Dataset records about object locations:

** Begin **

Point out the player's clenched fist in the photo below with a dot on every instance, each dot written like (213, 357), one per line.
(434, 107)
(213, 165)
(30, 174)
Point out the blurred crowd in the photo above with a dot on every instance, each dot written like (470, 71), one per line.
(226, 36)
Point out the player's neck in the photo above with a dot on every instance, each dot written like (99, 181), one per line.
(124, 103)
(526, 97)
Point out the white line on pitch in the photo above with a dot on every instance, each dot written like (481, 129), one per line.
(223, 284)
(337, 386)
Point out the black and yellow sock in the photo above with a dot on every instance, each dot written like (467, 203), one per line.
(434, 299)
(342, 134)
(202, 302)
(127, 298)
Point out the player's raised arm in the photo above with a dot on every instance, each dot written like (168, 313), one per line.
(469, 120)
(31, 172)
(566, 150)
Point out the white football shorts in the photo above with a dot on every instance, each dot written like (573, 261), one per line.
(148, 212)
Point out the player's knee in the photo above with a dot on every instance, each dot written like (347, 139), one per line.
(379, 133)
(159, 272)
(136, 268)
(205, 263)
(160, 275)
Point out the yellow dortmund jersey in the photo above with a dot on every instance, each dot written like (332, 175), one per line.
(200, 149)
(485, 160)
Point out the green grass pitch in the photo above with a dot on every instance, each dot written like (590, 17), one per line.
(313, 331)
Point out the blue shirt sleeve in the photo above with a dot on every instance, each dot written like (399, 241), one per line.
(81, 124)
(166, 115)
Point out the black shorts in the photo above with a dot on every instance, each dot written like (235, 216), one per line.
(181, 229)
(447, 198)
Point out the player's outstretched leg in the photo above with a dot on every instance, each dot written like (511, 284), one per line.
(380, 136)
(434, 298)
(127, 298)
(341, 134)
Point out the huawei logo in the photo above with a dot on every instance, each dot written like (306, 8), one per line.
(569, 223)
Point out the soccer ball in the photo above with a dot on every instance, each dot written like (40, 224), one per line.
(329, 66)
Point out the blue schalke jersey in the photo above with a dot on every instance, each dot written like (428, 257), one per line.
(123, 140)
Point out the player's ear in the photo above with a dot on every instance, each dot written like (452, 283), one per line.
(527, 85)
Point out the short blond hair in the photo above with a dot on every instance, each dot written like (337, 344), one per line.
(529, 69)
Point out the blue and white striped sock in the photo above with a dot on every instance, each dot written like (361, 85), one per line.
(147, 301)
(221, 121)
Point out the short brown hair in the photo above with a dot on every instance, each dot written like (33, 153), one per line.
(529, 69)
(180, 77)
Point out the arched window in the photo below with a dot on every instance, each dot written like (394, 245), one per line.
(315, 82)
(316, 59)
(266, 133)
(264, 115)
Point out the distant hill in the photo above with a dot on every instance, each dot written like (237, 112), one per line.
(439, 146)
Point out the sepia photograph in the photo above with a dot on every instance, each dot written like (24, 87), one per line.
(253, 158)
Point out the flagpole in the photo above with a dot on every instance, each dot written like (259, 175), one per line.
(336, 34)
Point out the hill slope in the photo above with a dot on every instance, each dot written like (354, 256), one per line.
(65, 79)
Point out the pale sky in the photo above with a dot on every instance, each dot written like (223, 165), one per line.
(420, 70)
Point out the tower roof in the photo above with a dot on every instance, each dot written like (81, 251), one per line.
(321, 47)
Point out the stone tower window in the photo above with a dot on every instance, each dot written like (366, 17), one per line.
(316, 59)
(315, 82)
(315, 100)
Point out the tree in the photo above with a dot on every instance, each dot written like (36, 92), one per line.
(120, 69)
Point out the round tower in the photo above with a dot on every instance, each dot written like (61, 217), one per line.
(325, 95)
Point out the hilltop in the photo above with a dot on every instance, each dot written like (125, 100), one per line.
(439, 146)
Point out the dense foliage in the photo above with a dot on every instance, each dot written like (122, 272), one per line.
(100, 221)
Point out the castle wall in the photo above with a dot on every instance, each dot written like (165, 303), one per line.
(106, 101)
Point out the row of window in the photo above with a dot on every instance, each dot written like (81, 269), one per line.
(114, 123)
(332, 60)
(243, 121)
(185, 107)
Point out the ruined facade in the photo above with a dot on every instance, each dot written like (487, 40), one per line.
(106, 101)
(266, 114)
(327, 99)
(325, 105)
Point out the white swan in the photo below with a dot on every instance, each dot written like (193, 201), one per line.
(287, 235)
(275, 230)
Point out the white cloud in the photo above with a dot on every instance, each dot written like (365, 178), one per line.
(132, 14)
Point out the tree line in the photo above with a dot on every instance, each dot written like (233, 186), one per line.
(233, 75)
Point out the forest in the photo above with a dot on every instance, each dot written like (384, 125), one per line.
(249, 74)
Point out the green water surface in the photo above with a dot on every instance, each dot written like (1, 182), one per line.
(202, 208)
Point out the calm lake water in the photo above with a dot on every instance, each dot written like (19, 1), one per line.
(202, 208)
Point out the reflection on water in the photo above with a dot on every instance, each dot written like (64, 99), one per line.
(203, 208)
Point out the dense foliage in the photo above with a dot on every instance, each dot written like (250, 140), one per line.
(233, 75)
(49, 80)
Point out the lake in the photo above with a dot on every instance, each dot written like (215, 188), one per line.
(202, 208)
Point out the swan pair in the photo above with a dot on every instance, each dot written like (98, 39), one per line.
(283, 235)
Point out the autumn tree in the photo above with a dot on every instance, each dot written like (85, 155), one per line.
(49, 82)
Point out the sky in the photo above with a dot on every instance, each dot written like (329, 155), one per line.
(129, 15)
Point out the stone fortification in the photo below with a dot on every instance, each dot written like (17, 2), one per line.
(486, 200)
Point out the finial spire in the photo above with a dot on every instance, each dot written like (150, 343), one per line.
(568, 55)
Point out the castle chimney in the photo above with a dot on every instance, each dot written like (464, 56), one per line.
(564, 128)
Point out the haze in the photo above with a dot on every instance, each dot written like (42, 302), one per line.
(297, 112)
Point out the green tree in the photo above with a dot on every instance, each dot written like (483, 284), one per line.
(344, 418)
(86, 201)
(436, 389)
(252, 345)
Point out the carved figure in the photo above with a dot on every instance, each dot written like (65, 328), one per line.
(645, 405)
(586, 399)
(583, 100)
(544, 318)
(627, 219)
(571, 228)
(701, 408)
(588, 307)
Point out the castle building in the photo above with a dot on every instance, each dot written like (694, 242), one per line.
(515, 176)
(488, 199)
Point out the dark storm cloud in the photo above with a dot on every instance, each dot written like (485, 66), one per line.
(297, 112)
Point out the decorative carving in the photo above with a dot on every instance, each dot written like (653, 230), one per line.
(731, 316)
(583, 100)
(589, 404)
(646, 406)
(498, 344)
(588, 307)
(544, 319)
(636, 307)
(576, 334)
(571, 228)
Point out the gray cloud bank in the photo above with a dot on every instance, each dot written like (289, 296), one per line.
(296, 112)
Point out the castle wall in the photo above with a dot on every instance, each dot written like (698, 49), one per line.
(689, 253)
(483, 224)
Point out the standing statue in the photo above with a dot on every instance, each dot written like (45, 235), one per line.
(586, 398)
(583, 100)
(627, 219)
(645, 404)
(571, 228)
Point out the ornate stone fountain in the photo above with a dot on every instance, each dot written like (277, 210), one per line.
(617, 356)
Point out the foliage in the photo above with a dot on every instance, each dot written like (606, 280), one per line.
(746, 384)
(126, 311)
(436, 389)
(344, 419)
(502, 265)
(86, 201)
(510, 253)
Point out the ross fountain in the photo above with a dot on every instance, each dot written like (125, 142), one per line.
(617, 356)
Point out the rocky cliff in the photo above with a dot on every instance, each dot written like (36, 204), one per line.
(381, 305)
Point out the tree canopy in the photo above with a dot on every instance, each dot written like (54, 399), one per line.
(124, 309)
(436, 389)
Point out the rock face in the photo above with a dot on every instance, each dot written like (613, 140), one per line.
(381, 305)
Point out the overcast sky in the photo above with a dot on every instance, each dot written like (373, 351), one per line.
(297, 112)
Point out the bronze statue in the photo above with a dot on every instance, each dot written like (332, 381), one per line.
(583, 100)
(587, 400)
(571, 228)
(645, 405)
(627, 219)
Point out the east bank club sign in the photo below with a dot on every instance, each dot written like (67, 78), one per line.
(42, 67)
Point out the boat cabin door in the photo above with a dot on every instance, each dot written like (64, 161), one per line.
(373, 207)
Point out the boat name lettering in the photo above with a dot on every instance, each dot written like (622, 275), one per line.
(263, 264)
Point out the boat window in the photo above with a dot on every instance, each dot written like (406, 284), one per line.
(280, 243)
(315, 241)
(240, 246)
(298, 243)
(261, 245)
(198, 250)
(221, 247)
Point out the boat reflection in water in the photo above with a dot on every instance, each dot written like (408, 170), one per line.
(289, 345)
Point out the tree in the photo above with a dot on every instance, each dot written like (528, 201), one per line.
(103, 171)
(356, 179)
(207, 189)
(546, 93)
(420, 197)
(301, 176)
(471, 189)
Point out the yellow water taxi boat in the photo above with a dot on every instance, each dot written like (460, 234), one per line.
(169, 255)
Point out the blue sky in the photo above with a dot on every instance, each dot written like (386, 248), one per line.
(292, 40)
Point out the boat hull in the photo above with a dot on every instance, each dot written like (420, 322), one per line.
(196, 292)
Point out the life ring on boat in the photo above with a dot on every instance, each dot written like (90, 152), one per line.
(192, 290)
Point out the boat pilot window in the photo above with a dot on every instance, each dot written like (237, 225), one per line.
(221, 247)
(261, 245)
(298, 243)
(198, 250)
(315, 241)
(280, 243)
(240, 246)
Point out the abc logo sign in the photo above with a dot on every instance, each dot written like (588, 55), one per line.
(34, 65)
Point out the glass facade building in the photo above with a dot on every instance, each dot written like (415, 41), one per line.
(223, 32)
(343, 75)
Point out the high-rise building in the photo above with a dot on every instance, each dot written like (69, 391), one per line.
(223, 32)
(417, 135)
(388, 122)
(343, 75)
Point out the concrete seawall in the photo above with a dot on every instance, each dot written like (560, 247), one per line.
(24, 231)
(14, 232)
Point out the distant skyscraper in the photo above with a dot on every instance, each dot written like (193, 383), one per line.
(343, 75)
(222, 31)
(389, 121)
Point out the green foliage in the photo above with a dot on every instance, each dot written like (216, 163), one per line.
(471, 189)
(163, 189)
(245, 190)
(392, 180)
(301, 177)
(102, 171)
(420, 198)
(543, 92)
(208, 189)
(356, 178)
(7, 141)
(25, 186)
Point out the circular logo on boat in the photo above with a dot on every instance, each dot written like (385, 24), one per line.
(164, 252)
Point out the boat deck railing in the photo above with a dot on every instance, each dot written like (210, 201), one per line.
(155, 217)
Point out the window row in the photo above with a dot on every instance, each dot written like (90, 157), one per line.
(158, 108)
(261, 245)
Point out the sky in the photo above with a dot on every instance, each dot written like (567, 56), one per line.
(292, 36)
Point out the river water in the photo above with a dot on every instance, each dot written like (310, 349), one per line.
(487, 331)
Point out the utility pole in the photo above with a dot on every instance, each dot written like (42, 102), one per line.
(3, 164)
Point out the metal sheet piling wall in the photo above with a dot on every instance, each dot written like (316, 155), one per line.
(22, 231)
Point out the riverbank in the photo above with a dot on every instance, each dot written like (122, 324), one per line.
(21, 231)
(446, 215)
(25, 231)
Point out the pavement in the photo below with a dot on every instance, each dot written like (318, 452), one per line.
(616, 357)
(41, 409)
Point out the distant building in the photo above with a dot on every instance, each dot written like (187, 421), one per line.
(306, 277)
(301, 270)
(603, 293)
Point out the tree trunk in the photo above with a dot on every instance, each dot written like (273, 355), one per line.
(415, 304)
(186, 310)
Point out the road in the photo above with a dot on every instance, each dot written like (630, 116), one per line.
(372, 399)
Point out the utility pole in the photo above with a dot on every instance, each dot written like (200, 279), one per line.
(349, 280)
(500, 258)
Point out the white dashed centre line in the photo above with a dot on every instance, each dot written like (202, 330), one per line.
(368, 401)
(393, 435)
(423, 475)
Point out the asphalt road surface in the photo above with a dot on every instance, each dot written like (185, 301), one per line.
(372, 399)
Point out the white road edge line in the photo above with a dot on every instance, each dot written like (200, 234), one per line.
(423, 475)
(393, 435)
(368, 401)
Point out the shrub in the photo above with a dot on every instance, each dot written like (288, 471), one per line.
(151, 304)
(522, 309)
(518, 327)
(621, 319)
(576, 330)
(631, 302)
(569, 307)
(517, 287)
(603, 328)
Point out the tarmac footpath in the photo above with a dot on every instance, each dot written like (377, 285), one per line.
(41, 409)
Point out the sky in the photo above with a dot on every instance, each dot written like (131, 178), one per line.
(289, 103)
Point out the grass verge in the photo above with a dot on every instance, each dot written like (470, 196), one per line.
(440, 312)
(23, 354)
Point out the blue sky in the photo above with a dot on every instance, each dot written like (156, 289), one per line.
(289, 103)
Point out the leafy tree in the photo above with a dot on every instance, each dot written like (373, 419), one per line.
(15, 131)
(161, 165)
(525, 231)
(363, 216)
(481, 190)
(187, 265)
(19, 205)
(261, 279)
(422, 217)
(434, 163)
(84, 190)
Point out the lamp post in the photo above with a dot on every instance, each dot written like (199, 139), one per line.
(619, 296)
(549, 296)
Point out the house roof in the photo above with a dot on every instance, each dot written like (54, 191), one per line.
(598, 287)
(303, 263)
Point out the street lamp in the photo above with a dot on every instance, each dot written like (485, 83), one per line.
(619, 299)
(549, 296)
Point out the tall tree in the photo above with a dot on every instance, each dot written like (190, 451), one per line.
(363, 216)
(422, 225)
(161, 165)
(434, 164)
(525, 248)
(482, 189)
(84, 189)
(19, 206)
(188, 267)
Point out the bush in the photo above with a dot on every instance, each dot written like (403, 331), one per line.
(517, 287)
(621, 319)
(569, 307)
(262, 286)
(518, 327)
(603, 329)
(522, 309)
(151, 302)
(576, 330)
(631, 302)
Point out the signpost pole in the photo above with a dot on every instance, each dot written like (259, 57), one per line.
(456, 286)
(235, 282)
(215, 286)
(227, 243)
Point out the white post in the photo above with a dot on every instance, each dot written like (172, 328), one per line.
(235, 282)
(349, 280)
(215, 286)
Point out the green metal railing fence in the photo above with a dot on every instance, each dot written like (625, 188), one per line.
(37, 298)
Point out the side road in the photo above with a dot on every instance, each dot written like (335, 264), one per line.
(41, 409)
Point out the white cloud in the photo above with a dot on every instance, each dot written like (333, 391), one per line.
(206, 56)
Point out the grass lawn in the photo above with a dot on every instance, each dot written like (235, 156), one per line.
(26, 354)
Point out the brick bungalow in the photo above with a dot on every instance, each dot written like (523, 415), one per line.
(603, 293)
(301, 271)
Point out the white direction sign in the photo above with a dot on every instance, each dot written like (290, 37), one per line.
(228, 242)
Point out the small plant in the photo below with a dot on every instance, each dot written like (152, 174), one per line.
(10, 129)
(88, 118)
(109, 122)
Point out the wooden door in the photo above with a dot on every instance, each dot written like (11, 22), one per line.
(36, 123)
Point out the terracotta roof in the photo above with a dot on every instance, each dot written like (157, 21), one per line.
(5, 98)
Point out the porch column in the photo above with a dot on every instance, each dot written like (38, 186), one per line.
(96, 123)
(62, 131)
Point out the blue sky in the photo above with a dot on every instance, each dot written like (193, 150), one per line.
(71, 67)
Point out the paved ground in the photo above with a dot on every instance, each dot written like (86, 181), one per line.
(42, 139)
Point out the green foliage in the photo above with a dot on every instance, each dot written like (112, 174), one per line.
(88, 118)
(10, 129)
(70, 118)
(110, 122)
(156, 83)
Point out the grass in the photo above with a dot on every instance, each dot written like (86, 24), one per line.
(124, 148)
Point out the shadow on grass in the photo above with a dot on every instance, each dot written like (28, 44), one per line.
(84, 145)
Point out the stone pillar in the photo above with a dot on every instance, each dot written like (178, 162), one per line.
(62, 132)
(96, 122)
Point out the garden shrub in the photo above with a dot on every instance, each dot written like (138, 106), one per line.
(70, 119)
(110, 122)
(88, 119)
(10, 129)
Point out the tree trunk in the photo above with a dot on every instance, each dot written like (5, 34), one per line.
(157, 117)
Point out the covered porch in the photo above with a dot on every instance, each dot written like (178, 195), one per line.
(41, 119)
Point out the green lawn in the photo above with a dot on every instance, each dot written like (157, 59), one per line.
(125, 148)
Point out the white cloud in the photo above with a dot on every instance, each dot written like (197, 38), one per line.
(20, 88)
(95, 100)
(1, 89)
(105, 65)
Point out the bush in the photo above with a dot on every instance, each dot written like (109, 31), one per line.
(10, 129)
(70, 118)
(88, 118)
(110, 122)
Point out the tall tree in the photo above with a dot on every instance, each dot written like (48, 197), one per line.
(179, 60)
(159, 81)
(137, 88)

** End **

YOUR OBJECTIVE:
Starting at the line that contains "Point out the porch", print every line through the end of the listing, word for word. Leave out all the rest.

SOLUTION TO THIS EXERCISE:
Point out the porch column in the photo above with a dot on every instance, each dot written like (38, 186), one per line.
(96, 123)
(62, 131)
Point out the blue sky in the photo above with a dot on every instance, each dot written like (193, 150), one per line.
(71, 67)
Point out the paved ground in the photo above with a dot on every instance, each dot written like (86, 181), one per line.
(42, 139)
Point out the green foliage in the photo above with a dot on every instance, each dot written like (112, 174), one per line.
(88, 118)
(10, 129)
(70, 118)
(110, 122)
(156, 83)
Point out the grass in the photo above with a dot on every instance, each dot written like (86, 24), one per line.
(124, 148)
Point out the shadow on grass in the photo above with a dot on every instance, each dot written like (28, 44), one per line.
(84, 145)
Point out the stone pillar in the photo above with a dot on every instance, each dot written like (178, 162), one per line.
(62, 132)
(96, 122)
Point out the garden shrub in the photo above with a dot on every instance, each dot written like (138, 106), one per line.
(70, 119)
(110, 122)
(88, 119)
(10, 129)
Point out the tree trunk in the photo above with a dot on every instance, each dot written like (5, 34), one per line.
(157, 117)
Point out the covered porch in the photo above with a dot on every instance, each dot written like (178, 195), one per line.
(41, 119)
Point out the green lawn in the photo above with a dot on every instance, each dot written like (157, 59), one per line.
(125, 148)
Point out the white cloud in the photo above with a dot on every instance, each dot written like (197, 38), one per line.
(20, 88)
(95, 100)
(1, 89)
(105, 65)
Point out the bush in the photo above with a dot on every instance, each dot written like (109, 31), one per line.
(10, 129)
(70, 118)
(88, 118)
(110, 122)
Point out the tall tree in the photo above with a dot on every instance, each dot written like (48, 197), one per line.
(179, 60)
(159, 81)
(137, 88)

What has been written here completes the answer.